**Problems and tasks**
a) In the post on the Iraq war, until when does the author say Russia was training personnel for the Hussein regime?
b) Duplicate the passage of the Iraq war post from "And meanwhile, the" up to and including "who's enforcing it.".

**Page**
--- begin ---
This is fully reflected by opinion polls. Majorities the world over supported war in Iraq with a UN mandate, but none without. If liberating Iraq was the right thing to do with UN approval, why should it be the wrong thing to do without it? You're still performing the same action: invading a state, against the wishes of that state.
In the case of France, Germany and Russia, their opposition to the fall of the regime was very obvious self interest: France and Russia, in particular, have been trading weapons and training personnel, respectively, for the Hussein regime, in Russia's case until September of last year. French and Russian oil companies had big contracts with the Hussein regime, which are essentially worthless at this point.
As for what gives us the right to invade another country? It is the same principle that gives us the right to invade a criminal's home and arrest him: the wider society imposes its will and impinges upon the rights of an individual because that is for the greater good of society. By committing criminal acts, you waive your rights.
So what exactly were these acts? State-sponsored terrorism? I don't buy that: we'd be invading Saudi Arabia first. WMD? Don't make me laugh. He wanted them, but didn't have them, and what the hell, North Korea has those, and so does Iran, probably. No, Iraq's crime was its treatment of its own people, which was appalling. We were freeing a people who could not free themselves.
Note well that THIS IS NOT WHY THE BUSH ADMINISTRATION DID IT. This is why I think a war on Iraq was a good idea. The bush administration did it for entirely self-serving reasons, just as France & Russia opposed it: a friendly state in the middle east? With a US-installed government? That controls the second-largest oil reserves in the world? Yes please!
But regardless of their motives, it was still the right thing to do.
And does that mean, now, that we should go around correcting the ills in the rest of the world, according to what we think is ill? (In this case: the suffering of populations) God, I wish we would. We could start by fixing the godawful mess that is most of sub-Saharan Africa. But that's not going to happen, because those places don't have nearly enough oil. War is not a profitable venture; it's quite likely that the damage that the US and UK are both wreaking on their economies to pay for this war will push both into recession.
And meanwhile, the enforcement of the Pax Americana has been very effectively demonstrated. It's easy to say, after the fact, that Iraq was a walkover. But it might not have been, and there's no telling how much of that was Iraqi incompetence and how much was the daring tactics employed by the US in the first real land war of this century. And there is no question that other states are going to think twice about their behaviour now that this demonstration has taken place. And that, again, is a good thing. It bruises the egos of Europe to have their lack of military and economic power rubbed in their faces, but Pax is good, no matter who's enforcing it.
Ben said:
2. Regardless of that, in an international context nations must obey international law, and the international legal body which all of Iraq, the US and Britain have agreed to obey is the UN. Yes, Iraq was disobeying the UN, but settling that is for the UN to decide, and *only* the UN.
I said:
You know what? There's only one superpower in the world. And it's not the UN. Countries are just human beings writ large, and human beings, by and large, are a law-abiding bunch, because most of the time obeying those laws is convenient. And what prevents people from disobeying laws when it's convenient to do so is the threat of consequences. These consequences comes from the UN for most countries. But where the US is concerned, there is literally nothing that can be done. They could take us with one hand tied behind their back. Any economic sanctions we imposed would hurt us just as much as them, if not more so, because the US is everyone's biggest trading partner. If the world superpower was us, we'd be doing exactly what the US is doing. If we want the UN to rule, we have to give the UN teeth: as you say, military power. But you know who funds about 50% of the UN? That's right, the US.[Well, it would if it paid] And the EU can't even manage to agree on giving itself a very, very small unified fighting force, far less the UN. Our fragmentation is our weakness, and the US's strength.
--- end ---
**Listed records**
--- begin ---
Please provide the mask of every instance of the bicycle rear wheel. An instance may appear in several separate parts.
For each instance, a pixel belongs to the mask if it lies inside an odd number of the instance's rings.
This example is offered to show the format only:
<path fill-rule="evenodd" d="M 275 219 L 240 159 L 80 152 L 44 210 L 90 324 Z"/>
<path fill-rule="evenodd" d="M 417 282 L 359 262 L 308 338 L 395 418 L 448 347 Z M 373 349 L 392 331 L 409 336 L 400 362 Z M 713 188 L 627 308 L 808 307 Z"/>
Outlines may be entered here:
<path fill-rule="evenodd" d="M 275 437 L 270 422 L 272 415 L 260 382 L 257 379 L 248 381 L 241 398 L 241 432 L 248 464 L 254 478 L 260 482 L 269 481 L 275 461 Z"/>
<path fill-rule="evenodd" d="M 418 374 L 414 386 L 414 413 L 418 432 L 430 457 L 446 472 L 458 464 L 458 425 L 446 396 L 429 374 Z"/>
--- end ---
**Expected answers**
a) Until September of last year.

b)
And meanwhile, the enforcement of the Pax Americana has been very effectively demonstrated. It's easy to say, after the fact, that Iraq was a walkover. But it might not have been, and there's no telling how much of that was Iraqi incompetence and how much was the daring tactics employed by the US in the first real land war of this century. And there is no question that other states are going to think twice about their behaviour now that this demonstration has taken place. And that, again, is a good thing. It bruises the egos of Europe to have their lack of military and economic power rubbed in their faces, but Pax is good, no matter who's enforcing it.